ID :
69665
Thu, 07/09/2009 - 22:51
Auther :

Japan, China agree to cooperate for progress in 6-way nuclear talks+

TOKYO, July 9 Kyodo - Chief nuclear negotiators from China and Japan on Thursday affirmed the need to cooperate to break the impasse in negotiations on denuclearizing North Korea, but stopped short of agreeing on whether to convene so-called five-party talks without the North, Japanese envoy Akitaka Saiki said after the talks.

Saiki and Wu Dawei, China's vice foreign minister and chairman of the six-party
talks aimed at denuclearizing North Korea, also agreed that the two countries
are ''fully committed'' to the implementation of a U.N. Security Council
resolution designed to punish the North following its second nuclear test in
May, Saiki said.
Wu's visit to Japan is part of a four-country trip which has already taken him
to Russia and the United States. He is expected to head to South Korea after
leaving Japan on Sunday. It also comes after North Korea launched seven
missiles toward the Sea of Japan.

**INFORMATION SHOWN**
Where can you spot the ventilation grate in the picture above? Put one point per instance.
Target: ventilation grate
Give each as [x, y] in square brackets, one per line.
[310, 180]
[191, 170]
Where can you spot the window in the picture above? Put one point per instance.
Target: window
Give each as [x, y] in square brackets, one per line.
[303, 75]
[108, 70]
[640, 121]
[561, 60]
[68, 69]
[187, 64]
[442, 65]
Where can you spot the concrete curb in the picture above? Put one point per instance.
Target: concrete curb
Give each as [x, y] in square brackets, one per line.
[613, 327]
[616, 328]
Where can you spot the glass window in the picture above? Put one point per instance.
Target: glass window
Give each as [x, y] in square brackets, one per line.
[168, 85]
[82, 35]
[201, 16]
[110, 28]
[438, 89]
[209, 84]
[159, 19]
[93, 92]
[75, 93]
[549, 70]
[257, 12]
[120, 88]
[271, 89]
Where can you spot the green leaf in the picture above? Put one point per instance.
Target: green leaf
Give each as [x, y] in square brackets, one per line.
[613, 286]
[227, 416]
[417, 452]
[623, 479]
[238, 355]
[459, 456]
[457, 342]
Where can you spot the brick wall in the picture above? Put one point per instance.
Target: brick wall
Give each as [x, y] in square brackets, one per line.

**EXERCISE AIM**
According to the news report on the Japan-China nuclear talks, which country is Wu Dawei expected to visit after leaving Japan on Sunday?

**OUTPUT OF THE EXERCISE**
South Korea